- **Text for analysis**
____

Make a compost bin
If you love to garden, nothing feeds your plants better than compost from your very own garden, and its free! But the pile itself isn’t exactly an eye-catching feature. In this project the gaps between the wood slats let air circulate around the pile to keep odours at bay and ensure that wastes are breaking down; removable slats, front panels, or doors make it easy to turn the pile and remove compost when it’s ready to spread. Follow these directions to make a rustic little structure that will help you keep your garden thriving year-round.
1. Using the dimensions shown, cut 1x4 lumber to make 24 horizontal slats, 8 vertical legs for the corners, 8 slats for the lid, and 8 battens for the lid and slide-in panels. Cut a plank to the height of the bin and rip it in half to make rails for the slide-in tracks.
2. For the back of the bin, lay two legs on the flat and attach six slats across them with 35mm wood screws, placing the ends of the slats 20mm from the outside edges of the legs. Be sure to leave a 20mm gap between each slat as well. (Use a plank turned on its edge as a spacer.) Make the sides the same way.
3. For the lower panel, secure three slats spaced 20mm apart to two battens spaced 50mm from the ends of the slats. Make the upper panel in the same manner, but be sure its battens extend 20mm past the bottom slat to create the gap between the slats.
4. Use wood glue and screw the sides of the bin to the inside edges of the back legs so that the legs form the back corners. To create the slide-in tracks for the front panels, attach the rails to the slats on the inside front edges of the side panels, flush with the ends of the slats. Glue and screw the remaining legs to the front edges of both sides to form the front corners. Slide the front panels into the tracks.
Attach battens to four boards so that they’re flush with one edge and 65mm short on the other. Repeat for the second half of the lid. Flip the pieces over and top your bin; it will have a 20-25mm overhang all around.

____

- **The task**
Can you quote the compost bin instructions, starting with "1. Using the" and going on through "the same way."?

Stored items
____

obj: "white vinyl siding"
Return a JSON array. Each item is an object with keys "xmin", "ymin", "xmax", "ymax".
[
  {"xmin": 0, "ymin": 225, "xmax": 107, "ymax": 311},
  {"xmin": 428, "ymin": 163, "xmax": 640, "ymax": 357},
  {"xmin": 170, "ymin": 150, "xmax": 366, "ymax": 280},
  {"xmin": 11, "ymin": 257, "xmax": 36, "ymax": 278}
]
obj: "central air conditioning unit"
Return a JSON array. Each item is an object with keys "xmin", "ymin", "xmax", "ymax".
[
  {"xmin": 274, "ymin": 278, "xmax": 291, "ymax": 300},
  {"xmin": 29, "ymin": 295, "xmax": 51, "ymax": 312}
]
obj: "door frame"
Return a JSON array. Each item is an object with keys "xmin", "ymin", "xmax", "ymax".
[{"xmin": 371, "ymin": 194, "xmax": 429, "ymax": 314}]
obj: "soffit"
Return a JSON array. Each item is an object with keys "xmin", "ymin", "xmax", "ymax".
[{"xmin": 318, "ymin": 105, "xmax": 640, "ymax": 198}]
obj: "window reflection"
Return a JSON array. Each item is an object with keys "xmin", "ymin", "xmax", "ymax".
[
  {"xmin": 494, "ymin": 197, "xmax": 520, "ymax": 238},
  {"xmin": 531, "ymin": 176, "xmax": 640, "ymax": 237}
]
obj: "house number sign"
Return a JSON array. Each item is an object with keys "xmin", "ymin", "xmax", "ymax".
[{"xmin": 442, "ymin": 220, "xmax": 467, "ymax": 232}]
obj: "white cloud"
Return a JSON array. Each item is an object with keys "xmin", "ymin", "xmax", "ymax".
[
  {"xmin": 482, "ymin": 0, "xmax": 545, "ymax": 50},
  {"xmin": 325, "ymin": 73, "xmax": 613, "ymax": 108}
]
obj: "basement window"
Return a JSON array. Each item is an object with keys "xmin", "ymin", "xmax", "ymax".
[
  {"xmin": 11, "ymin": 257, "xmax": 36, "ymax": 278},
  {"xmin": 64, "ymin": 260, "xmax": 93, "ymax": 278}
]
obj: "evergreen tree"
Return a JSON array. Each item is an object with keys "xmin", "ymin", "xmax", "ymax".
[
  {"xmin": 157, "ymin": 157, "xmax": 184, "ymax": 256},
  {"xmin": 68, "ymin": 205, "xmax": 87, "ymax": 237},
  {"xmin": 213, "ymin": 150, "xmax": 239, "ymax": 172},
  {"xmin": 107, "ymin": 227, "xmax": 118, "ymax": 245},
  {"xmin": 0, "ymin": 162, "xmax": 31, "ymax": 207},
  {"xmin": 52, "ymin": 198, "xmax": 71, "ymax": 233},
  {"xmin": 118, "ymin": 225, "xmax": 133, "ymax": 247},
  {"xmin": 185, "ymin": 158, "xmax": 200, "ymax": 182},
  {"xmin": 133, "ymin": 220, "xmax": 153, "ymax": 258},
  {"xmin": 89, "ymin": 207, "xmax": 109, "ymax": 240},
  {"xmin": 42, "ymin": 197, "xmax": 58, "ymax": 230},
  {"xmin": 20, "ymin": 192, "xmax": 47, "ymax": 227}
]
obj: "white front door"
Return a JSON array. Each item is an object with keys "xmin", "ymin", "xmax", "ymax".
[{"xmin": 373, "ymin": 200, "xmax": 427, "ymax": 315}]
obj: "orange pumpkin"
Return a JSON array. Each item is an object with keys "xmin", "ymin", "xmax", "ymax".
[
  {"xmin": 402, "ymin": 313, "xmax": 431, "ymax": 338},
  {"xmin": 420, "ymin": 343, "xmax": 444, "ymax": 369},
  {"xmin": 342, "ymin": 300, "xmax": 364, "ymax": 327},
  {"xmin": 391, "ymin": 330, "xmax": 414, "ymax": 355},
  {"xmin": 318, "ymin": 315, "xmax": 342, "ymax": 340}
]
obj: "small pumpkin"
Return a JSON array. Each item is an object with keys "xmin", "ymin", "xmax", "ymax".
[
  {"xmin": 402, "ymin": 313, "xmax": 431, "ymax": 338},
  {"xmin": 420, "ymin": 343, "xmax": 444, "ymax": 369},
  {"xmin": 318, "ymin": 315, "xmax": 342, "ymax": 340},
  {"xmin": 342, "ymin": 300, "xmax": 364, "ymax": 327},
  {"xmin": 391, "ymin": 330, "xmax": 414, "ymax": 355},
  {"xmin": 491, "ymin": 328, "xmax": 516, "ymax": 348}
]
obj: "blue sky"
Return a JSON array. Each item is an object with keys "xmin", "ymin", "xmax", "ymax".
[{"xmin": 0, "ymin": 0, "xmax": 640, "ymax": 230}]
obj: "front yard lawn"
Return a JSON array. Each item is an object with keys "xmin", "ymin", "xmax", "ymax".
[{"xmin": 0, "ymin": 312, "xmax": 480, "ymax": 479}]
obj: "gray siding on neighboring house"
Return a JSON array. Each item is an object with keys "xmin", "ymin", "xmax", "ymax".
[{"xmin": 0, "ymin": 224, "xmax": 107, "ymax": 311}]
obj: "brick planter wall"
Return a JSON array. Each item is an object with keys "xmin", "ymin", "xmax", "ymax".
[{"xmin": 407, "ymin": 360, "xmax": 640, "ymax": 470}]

____

- **Solution below**
1. Using the dimensions shown, cut 1x4 lumber to make 24 horizontal slats, 8 vertical legs for the corners, 8 slats for the lid, and 8 battens for the lid and slide-in panels. Cut a plank to the height of the bin and rip it in half to make rails for the slide-in tracks.
2. For the back of the bin, lay two legs on the flat and attach six slats across them with 35mm wood screws, placing the ends of the slats 20mm from the outside edges of the legs. Be sure to leave a 20mm gap between each slat as well. (Use a plank turned on its edge as a spacer.) Make the sides the same way.